> EXERCISE BRIEF: Output the full listing below exactly; the images stay out.

####

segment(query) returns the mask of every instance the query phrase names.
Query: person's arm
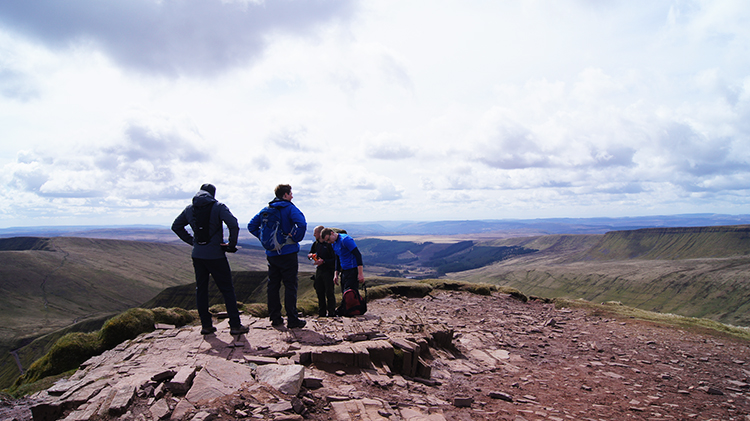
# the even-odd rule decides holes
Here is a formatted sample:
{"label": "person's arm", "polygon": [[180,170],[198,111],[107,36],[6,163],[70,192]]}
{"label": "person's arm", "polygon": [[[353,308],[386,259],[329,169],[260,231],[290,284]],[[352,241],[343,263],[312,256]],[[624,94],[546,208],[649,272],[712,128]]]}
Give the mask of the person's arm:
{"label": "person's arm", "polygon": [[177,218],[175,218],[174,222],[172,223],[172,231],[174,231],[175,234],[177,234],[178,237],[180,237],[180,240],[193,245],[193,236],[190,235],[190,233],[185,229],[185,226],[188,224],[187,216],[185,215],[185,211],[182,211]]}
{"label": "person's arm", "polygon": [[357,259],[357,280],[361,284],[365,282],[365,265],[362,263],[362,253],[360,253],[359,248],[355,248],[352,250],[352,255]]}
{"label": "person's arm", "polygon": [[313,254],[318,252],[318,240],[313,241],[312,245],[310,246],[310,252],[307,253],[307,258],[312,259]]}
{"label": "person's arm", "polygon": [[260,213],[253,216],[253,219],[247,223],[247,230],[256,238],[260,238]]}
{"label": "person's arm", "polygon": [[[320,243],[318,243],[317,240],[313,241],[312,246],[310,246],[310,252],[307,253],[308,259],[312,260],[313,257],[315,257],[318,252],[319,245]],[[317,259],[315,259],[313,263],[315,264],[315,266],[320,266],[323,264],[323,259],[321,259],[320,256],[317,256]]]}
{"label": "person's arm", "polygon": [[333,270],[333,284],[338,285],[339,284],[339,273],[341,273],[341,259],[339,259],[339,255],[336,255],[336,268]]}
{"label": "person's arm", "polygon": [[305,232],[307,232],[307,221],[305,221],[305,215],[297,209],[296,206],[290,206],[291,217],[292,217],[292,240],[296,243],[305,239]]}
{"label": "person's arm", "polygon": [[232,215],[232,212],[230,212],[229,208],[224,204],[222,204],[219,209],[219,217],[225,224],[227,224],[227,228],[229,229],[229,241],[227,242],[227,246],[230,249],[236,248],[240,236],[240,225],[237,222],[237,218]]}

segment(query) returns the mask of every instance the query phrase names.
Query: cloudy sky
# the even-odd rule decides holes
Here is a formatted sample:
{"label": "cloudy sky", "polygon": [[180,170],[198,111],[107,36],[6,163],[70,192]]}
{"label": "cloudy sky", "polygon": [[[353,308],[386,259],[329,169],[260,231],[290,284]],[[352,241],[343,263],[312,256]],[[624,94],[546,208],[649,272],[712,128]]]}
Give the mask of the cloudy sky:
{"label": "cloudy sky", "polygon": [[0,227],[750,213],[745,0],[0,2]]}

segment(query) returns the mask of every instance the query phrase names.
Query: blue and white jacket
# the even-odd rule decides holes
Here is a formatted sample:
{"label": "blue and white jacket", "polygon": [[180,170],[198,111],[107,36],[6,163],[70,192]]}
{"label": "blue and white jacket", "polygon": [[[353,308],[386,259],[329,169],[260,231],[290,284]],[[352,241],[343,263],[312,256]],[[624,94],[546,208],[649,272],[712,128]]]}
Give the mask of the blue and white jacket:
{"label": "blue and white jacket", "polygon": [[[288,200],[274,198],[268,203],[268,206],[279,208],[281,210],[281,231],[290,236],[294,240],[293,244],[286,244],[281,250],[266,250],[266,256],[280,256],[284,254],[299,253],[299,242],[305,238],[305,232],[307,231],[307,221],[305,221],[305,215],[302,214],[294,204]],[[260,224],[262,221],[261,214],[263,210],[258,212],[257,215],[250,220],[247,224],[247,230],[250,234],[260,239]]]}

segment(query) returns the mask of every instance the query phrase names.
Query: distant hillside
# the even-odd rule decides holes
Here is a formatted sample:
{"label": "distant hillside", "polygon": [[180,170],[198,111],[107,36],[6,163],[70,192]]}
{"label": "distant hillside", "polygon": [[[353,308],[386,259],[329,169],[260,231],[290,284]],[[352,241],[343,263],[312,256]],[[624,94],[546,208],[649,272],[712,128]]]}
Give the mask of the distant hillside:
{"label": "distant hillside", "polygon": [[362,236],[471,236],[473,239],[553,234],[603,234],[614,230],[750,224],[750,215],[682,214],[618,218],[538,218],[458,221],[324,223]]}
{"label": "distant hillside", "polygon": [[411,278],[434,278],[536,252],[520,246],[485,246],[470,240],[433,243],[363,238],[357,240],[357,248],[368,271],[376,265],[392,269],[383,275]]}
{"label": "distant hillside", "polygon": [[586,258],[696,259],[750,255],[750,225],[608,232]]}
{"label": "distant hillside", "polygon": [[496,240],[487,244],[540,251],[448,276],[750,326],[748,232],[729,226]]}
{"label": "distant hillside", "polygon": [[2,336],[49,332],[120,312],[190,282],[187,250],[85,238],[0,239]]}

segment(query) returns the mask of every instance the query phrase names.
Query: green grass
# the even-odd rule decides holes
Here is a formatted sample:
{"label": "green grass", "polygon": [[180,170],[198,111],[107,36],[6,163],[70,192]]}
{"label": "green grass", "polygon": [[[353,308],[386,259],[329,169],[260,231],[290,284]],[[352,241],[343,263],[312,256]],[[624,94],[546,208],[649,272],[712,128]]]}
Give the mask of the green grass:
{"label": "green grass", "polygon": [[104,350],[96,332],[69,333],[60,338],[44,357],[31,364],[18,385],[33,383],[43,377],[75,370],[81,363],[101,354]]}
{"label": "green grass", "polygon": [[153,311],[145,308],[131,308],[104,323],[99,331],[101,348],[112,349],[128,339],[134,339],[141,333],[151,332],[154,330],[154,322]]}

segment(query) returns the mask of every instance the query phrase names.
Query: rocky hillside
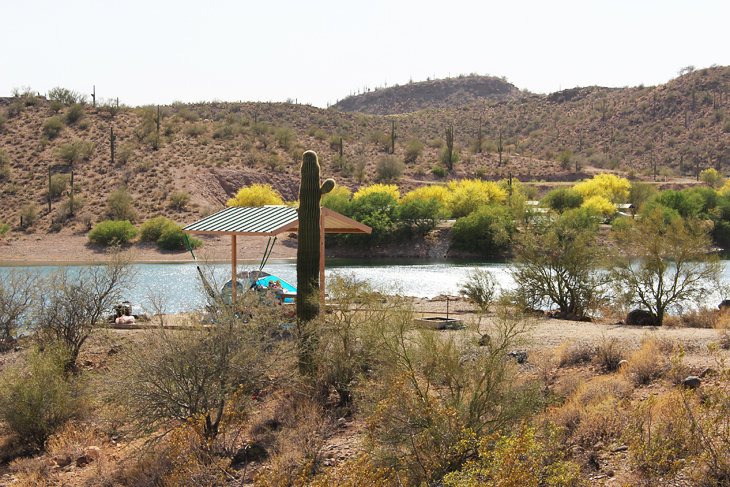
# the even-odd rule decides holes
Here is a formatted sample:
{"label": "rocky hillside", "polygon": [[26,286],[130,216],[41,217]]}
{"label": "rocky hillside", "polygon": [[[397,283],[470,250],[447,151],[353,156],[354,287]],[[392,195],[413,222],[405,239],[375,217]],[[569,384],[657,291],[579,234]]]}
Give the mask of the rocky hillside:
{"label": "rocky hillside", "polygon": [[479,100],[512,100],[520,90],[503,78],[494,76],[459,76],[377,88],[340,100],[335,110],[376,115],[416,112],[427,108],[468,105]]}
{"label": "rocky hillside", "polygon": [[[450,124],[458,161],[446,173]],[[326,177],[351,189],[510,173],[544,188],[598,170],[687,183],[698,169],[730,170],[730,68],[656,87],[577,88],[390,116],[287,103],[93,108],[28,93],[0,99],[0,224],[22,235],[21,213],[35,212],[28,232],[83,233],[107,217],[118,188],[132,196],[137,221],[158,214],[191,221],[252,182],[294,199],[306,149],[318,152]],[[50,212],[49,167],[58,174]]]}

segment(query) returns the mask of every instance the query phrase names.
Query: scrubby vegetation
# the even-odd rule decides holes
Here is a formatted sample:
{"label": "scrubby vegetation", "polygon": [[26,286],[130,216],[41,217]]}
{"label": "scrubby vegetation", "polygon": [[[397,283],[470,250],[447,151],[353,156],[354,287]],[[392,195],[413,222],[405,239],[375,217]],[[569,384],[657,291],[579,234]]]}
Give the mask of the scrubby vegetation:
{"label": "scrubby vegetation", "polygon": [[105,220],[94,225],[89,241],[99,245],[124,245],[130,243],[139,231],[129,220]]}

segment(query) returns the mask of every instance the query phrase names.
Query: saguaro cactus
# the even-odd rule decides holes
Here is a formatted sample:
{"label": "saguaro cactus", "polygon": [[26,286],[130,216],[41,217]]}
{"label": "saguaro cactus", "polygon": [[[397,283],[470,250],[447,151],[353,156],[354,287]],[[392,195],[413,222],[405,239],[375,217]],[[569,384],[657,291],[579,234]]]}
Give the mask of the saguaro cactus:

####

> OUTPUT FOR THIS TASK:
segment(query) returns the mask of every instance the query phrase names.
Query: person's arm
# the even-odd rule decides holes
Here is a formatted sample:
{"label": "person's arm", "polygon": [[180,170],[198,111],[107,36],[6,163],[70,192]]}
{"label": "person's arm", "polygon": [[[353,308],[386,259],[329,169],[260,231],[290,284]],[[352,241],[343,263],[312,256]],[[624,94],[546,208],[649,272],[712,128]]]}
Give the mask of the person's arm:
{"label": "person's arm", "polygon": [[177,218],[175,218],[174,222],[172,223],[172,231],[174,231],[175,234],[177,234],[178,237],[180,237],[180,240],[193,245],[193,236],[190,235],[190,233],[185,229],[185,226],[188,224],[187,216],[185,215],[185,211],[182,211]]}
{"label": "person's arm", "polygon": [[357,259],[357,280],[361,284],[365,282],[365,265],[362,263],[362,253],[360,253],[359,248],[355,248],[352,250],[352,255]]}
{"label": "person's arm", "polygon": [[313,254],[318,252],[318,240],[313,241],[312,245],[310,246],[310,252],[307,253],[307,258],[312,259]]}
{"label": "person's arm", "polygon": [[260,213],[253,216],[253,219],[247,223],[247,230],[256,238],[260,238]]}
{"label": "person's arm", "polygon": [[[320,243],[318,243],[317,240],[313,241],[312,246],[310,246],[310,252],[307,253],[308,259],[312,260],[313,257],[315,257],[318,252],[319,245]],[[317,259],[315,259],[313,263],[315,264],[315,266],[320,266],[323,264],[323,259],[321,259],[320,256],[317,256]]]}
{"label": "person's arm", "polygon": [[333,270],[333,284],[338,285],[339,284],[339,273],[341,273],[341,259],[339,259],[339,255],[336,255],[336,268]]}
{"label": "person's arm", "polygon": [[305,232],[307,232],[307,221],[305,221],[305,215],[297,209],[296,206],[290,206],[291,217],[292,217],[292,240],[296,243],[305,239]]}
{"label": "person's arm", "polygon": [[232,215],[232,212],[230,212],[229,208],[224,204],[222,204],[219,209],[219,217],[225,224],[227,224],[227,228],[229,229],[229,241],[227,242],[227,246],[230,249],[236,248],[240,236],[240,225],[237,222],[237,218]]}

segment(query) returns the mask of every instance the query phrase names.
Query: cloudy sky
# the even-odd rule decides holes
Here is a formatted sample:
{"label": "cloudy sky", "polygon": [[180,170],[198,111],[107,36],[6,163],[70,192]]}
{"label": "cloudy sky", "polygon": [[[353,308],[386,259],[329,169],[260,231],[290,284]],[[352,241],[343,263],[312,256]],[[624,94],[546,208],[649,272],[712,128]]]}
Give the mask of the cloudy sky:
{"label": "cloudy sky", "polygon": [[0,227],[750,213],[745,0],[0,2]]}

segment(query) returns the mask of every instance the query phrase names.
Query: blue and white jacket
# the even-odd rule decides holes
Here is a formatted sample:
{"label": "blue and white jacket", "polygon": [[180,170],[198,111],[107,36],[6,163],[70,192]]}
{"label": "blue and white jacket", "polygon": [[[353,308],[386,259],[329,169],[260,231],[290,284]],[[352,241],[343,263],[312,256]],[[624,94],[546,208],[649,272],[712,128]]]}
Give the mask of the blue and white jacket:
{"label": "blue and white jacket", "polygon": [[[288,200],[274,198],[268,203],[268,206],[279,208],[281,210],[281,231],[290,236],[294,240],[293,244],[286,244],[281,250],[266,250],[266,256],[280,256],[284,254],[299,253],[299,242],[305,238],[305,232],[307,231],[307,221],[305,221],[305,215],[302,214],[294,204]],[[260,224],[262,221],[261,214],[263,210],[258,212],[257,215],[250,220],[247,224],[247,230],[250,234],[260,239]]]}

segment(query) returns the mask of every instance the query phrase names.
Query: distant hillside
# the even-odd rule decides holes
Here is a formatted sample:
{"label": "distant hillside", "polygon": [[180,170],[198,111],[107,36],[6,163],[70,192]]}
{"label": "distant hillside", "polygon": [[[353,308],[386,259],[329,169],[260,231],[290,284]],[[352,241],[343,263],[312,256]],[[624,94],[546,208],[649,272],[712,128]]]}
Give the mask of the distant hillside:
{"label": "distant hillside", "polygon": [[362,236],[471,236],[473,239],[553,234],[603,234],[614,230],[750,224],[750,215],[682,214],[618,218],[538,218],[458,221],[324,223]]}
{"label": "distant hillside", "polygon": [[411,278],[434,278],[536,252],[520,246],[485,246],[470,240],[433,243],[363,238],[357,240],[357,248],[368,271],[376,265],[392,269],[383,275]]}
{"label": "distant hillside", "polygon": [[586,258],[696,259],[750,255],[750,225],[608,232]]}
{"label": "distant hillside", "polygon": [[496,240],[487,244],[540,251],[448,276],[750,326],[748,232],[729,226]]}
{"label": "distant hillside", "polygon": [[2,336],[49,332],[120,312],[190,282],[187,250],[85,238],[0,239]]}

segment(query) returns the mask of every instance the query phrase names.
Query: green grass
# the even-odd rule decides holes
Here is a formatted sample:
{"label": "green grass", "polygon": [[180,170],[198,111],[107,36],[6,163],[70,192]]}
{"label": "green grass", "polygon": [[[353,308],[386,259],[329,169],[260,231],[290,284]],[[352,241],[343,263],[312,256]],[[624,94],[546,208],[649,272],[712,128]]]}
Give the mask of the green grass:
{"label": "green grass", "polygon": [[104,350],[96,332],[69,333],[60,338],[44,357],[31,364],[18,385],[33,383],[43,377],[75,370],[81,363],[101,354]]}
{"label": "green grass", "polygon": [[153,311],[145,308],[131,308],[104,323],[99,331],[101,348],[112,349],[128,339],[134,339],[141,333],[151,332],[154,330],[154,322]]}

segment(query) returns the mask of every instance the query phrase names.
Query: rocky hillside
# the even-odd rule decides holes
Here is a formatted sample:
{"label": "rocky hillside", "polygon": [[26,286],[130,216],[41,217]]}
{"label": "rocky hillside", "polygon": [[[397,283],[470,250],[447,151],[353,156],[354,287]],[[392,195],[413,222],[405,239],[375,217]],[[569,384],[657,291],[579,234]]]}
Give the mask of the rocky hillside:
{"label": "rocky hillside", "polygon": [[479,100],[512,100],[520,90],[503,78],[494,76],[459,76],[377,88],[340,100],[335,110],[376,115],[416,112],[427,108],[468,105]]}
{"label": "rocky hillside", "polygon": [[[450,124],[458,161],[446,173]],[[326,177],[351,189],[510,173],[544,188],[598,170],[687,183],[698,169],[730,170],[730,68],[656,87],[577,88],[390,116],[287,103],[93,108],[28,93],[0,99],[0,224],[22,235],[21,213],[35,212],[28,232],[83,233],[107,217],[118,188],[132,196],[137,221],[158,214],[191,221],[252,182],[294,199],[306,149],[318,152]],[[50,212],[49,167],[58,174]]]}

segment(query) returns the mask of every instance the query phrase names.
Query: scrubby vegetation
# the even-odd rule decides holes
Here is a formatted sample:
{"label": "scrubby vegetation", "polygon": [[26,286],[130,216],[41,217]]}
{"label": "scrubby vegetation", "polygon": [[[397,283],[470,250],[447,151],[353,156],[354,287]],[[392,195],[413,222],[405,239],[375,217]],[[569,384],[657,291],[579,234]]]}
Give the mask of the scrubby vegetation:
{"label": "scrubby vegetation", "polygon": [[105,220],[94,225],[89,241],[99,245],[124,245],[130,243],[139,231],[129,220]]}

segment(query) returns the mask of every instance the query phrase names.
Query: saguaro cactus
# the even-odd rule decides holes
Here is a formatted sample:
{"label": "saguaro cactus", "polygon": [[26,286],[130,216],[41,217]]}
{"label": "saguaro cactus", "polygon": [[[397,283],[470,250],[447,151],[353,156],[354,287]],[[392,195],[413,222],[405,239],[375,217]],[[569,384],[657,291],[579,234]]]}
Give the mask of the saguaro cactus:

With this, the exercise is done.